> _Set exercise_: Can you extract every line of the data below word for word, omitting the picture?

┌─ Task input

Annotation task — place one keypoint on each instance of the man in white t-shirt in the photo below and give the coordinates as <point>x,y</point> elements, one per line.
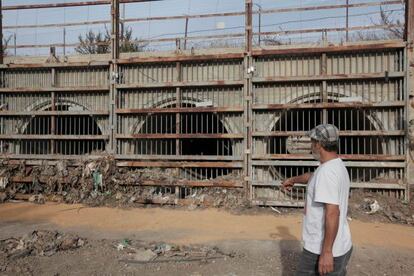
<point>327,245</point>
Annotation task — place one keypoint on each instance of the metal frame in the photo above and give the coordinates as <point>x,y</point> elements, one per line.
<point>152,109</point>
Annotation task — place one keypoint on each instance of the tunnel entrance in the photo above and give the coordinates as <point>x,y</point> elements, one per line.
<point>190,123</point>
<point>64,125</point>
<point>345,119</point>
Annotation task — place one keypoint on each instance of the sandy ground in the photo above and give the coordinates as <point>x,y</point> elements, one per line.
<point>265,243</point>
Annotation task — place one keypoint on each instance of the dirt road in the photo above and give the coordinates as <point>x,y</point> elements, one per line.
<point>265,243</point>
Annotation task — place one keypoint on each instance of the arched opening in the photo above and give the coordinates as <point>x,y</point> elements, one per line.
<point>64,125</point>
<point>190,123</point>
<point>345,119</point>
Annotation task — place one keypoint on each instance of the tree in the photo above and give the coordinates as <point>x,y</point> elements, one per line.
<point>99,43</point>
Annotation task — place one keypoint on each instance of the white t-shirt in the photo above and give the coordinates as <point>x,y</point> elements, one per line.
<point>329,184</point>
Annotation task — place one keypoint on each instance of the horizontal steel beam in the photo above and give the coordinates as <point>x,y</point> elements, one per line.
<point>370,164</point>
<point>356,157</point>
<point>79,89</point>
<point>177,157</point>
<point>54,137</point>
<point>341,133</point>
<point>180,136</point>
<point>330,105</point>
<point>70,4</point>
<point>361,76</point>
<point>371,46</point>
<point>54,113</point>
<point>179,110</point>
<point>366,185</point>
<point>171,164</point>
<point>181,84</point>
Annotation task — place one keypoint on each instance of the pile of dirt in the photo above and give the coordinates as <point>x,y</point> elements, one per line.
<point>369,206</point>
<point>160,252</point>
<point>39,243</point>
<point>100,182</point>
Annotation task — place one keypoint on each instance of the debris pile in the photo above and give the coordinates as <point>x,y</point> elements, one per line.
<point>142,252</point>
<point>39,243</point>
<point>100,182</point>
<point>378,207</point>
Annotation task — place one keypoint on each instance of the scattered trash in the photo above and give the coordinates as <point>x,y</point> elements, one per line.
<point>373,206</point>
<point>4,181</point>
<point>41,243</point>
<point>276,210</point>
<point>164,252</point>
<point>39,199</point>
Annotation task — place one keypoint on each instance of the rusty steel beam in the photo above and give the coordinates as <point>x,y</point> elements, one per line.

└─

> _Complete answer_:
Annotation task — place one keypoint on each instance of the man in white t-shirt in the photo below and give the coordinates as <point>x,y</point> elements, one per line.
<point>327,245</point>
Annotation task — place one keypoint on each instance of the metal frame in the photo above and give the coordinates as <point>x,y</point> elements, one per line.
<point>152,109</point>
Annotation task — place one keypoint on each instance of the tunnel entrance in the photo above and give the coordinates as <point>x,y</point> elements, one per line.
<point>190,123</point>
<point>64,125</point>
<point>345,119</point>
Annotation task — place one keypoint on each instance of the sandy ground in the photo above and give the coordinates as <point>x,y</point> elements, one per line.
<point>265,243</point>
Annotation task — place one keypoint on each instance of the dirt road in the photo above and give the coordinates as <point>x,y</point> elements, one per line.
<point>265,243</point>
Annotation task — place one keypoint on each instance of the arched opening in the photo above and give the coordinates as <point>x,y</point> elements, one per line.
<point>64,125</point>
<point>190,123</point>
<point>345,119</point>
Annotation task — place one keypoint on each instance of the tree in the photo above and give the coordinates as <point>x,y</point> elements, one per line.
<point>99,43</point>
Annotation task — place one keypoint on each instance of the white t-shirt in the photo above and give the coordinates as <point>x,y</point> elements, one per line.
<point>329,184</point>
Annotation task — place one keypoint on each instance of the horizontal steel beam in the photo above and give the coordinates as <point>x,y</point> elements, one per line.
<point>370,164</point>
<point>356,157</point>
<point>79,89</point>
<point>177,157</point>
<point>54,137</point>
<point>341,133</point>
<point>180,136</point>
<point>330,105</point>
<point>70,4</point>
<point>361,76</point>
<point>371,46</point>
<point>54,113</point>
<point>179,110</point>
<point>366,185</point>
<point>171,164</point>
<point>181,84</point>
Annotation task — place one keypoint on each instance of the pile of dirt in the photo above and give the coordinates as <point>x,y</point> elements, one per line.
<point>369,206</point>
<point>160,252</point>
<point>39,243</point>
<point>100,182</point>
Annotation task — place one keypoint on each instance of the debris pile in the photo above and give the coordinates as <point>x,y</point> elements, one per line.
<point>142,252</point>
<point>39,243</point>
<point>100,182</point>
<point>378,207</point>
Annotation task — place one keypoint on each instance of the scattered trash in the photo above and give the coordinates as <point>x,y</point> elements, one per line.
<point>373,206</point>
<point>4,181</point>
<point>41,243</point>
<point>276,210</point>
<point>164,252</point>
<point>39,199</point>
Annotation task — place one keypoint on each instance of the rusty steel beam in the photo above and give the coordinates as <point>x,y</point> elements, one per line.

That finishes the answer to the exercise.